• _SUPPLIED TEXT_
Abstract
Here, we report metagenome from the Tuwa hot spring, India using shotgun sequencing approach. Metagenome consisted of 541,379 sequences with 98.7 Mbps size with 46% G + C content. Metagenomic sequence reads were deposited into the EMBL database under accession number ERP009321. Community analysis presented 99.1% sequences belong to bacteria, 0.3% of eukaryotic origin, 0.2% virus derived and 0.05% from archea. Unclassified and unidentified sequences were 0.4% and 0.07% respectively. A total of 22 bacterial phyla include 90 families and 201 species were observed in the hot spring metagenome. Firmicutes (97.0%), Proteobacteria (1.3%) and Actinobacteria (0.4%) were reported as dominant bacterial phyla. In functional analysis using Cluster of Orthologous Group (COG), 21.5% drops in the poorly characterized group. Using subsystem based annotation, 4.0% genes were assigned for stress responses and 3% genes were fit into the metabolism of aromatic compounds. The hot spring metagenome is very rich with novel sequences affiliated to unclassified and unidentified lineages, suggesting the potential source for novel microbial species and their products.

• _MATERIAL PROVIDED_
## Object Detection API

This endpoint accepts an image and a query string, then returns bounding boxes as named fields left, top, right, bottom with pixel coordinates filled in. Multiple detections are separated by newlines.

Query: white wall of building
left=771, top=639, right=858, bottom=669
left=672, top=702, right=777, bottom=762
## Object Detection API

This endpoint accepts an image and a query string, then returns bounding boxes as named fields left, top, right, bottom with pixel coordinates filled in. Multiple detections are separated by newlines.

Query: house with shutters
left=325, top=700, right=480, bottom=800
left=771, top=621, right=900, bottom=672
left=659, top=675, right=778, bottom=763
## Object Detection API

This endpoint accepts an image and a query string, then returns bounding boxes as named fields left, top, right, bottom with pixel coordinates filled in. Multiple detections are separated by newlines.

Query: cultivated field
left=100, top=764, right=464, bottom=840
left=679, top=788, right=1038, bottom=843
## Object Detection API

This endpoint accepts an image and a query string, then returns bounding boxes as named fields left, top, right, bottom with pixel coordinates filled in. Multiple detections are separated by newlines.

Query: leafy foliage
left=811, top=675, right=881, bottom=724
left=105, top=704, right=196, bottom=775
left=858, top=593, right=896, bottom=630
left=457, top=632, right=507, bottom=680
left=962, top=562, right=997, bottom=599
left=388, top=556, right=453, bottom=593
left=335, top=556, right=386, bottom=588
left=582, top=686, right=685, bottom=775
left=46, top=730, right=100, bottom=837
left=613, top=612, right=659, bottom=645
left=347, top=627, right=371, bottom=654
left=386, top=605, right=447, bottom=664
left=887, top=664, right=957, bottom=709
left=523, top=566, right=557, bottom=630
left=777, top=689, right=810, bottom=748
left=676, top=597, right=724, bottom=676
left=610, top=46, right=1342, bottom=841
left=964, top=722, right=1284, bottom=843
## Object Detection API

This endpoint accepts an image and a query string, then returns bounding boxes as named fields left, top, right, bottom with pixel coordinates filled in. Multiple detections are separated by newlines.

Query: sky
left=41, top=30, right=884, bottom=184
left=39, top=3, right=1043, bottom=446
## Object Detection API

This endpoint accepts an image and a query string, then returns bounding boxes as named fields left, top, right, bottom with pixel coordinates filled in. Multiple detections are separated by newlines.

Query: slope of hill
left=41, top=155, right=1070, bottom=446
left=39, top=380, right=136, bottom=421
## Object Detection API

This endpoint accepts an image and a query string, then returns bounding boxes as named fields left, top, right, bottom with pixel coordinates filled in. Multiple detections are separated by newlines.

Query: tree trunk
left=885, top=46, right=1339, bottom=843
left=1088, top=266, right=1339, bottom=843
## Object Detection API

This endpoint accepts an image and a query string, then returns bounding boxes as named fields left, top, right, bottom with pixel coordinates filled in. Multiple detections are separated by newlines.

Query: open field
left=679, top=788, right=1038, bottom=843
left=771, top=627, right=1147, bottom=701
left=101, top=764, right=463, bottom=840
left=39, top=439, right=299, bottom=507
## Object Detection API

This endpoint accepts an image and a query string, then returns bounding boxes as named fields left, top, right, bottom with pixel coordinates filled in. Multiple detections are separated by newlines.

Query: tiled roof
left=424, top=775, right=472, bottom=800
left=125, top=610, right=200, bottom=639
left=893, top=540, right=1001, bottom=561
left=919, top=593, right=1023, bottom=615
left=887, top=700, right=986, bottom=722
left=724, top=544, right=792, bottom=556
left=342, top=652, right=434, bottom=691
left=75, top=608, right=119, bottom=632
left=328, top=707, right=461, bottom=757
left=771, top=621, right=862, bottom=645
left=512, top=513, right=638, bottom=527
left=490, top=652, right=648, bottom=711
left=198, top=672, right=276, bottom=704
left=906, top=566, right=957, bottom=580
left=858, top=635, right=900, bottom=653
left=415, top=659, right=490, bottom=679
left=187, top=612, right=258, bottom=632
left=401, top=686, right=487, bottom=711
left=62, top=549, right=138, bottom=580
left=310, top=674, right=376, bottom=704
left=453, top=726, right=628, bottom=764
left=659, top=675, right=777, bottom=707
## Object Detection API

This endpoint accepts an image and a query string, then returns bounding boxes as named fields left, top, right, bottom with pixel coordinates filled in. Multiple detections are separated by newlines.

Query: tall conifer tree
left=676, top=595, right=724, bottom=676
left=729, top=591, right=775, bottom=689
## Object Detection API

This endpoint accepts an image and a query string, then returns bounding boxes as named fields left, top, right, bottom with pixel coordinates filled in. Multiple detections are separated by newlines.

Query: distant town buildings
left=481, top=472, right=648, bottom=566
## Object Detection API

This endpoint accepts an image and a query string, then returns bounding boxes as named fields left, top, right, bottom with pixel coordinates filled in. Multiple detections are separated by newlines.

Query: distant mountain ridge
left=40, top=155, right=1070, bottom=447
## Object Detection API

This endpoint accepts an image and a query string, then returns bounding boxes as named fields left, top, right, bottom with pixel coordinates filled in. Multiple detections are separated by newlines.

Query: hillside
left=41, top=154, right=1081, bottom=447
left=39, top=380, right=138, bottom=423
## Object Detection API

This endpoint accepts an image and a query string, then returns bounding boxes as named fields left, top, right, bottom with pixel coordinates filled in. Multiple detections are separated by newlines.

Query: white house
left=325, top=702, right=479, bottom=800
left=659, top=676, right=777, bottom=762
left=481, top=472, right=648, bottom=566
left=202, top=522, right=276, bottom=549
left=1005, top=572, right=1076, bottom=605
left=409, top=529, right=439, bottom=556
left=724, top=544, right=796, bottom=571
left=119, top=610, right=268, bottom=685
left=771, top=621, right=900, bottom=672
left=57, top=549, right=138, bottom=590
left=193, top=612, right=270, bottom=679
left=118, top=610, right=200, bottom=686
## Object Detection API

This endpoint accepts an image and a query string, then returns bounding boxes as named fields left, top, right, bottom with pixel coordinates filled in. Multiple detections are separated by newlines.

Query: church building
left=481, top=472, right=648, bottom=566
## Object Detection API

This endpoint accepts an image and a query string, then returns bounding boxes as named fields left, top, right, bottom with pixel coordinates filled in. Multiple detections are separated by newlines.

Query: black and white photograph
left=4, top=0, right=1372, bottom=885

• _WORK INSTRUCTION_
Rewrite the abstract's paragraph beginning "Here, we report metagenome" as a bulleted list that keeps its main facts. The records have no connection to the abstract.

• _SOLUTION TO THE PROBLEM_
- Source: shotgun-sequenced metagenome from the Tuwa hot spring, India
- Size: 541,379 sequences, 98.7 Mbps, 46% G + C content
- Data: reads deposited in the EMBL database under accession number ERP009321
- Community makeup: 99.1% bacteria, 0.3% eukaryotic, 0.2% viral, 0.05% archaeal; 0.4% unclassified and 0.07% unidentified
- Bacterial diversity: 22 phyla, 90 families, 201 species
- Dominant phyla: Firmicutes (97.0%), Proteobacteria (1.3%), Actinobacteria (0.4%)
- COG analysis: 21.5% in the poorly characterized group
- Subsystem annotation: 4.0% of genes for stress responses, 3% for metabolism of aromatic compounds
- Conclusion: rich in novel sequences from unclassified and unidentified lineages, a potential source of novel microbial species and their products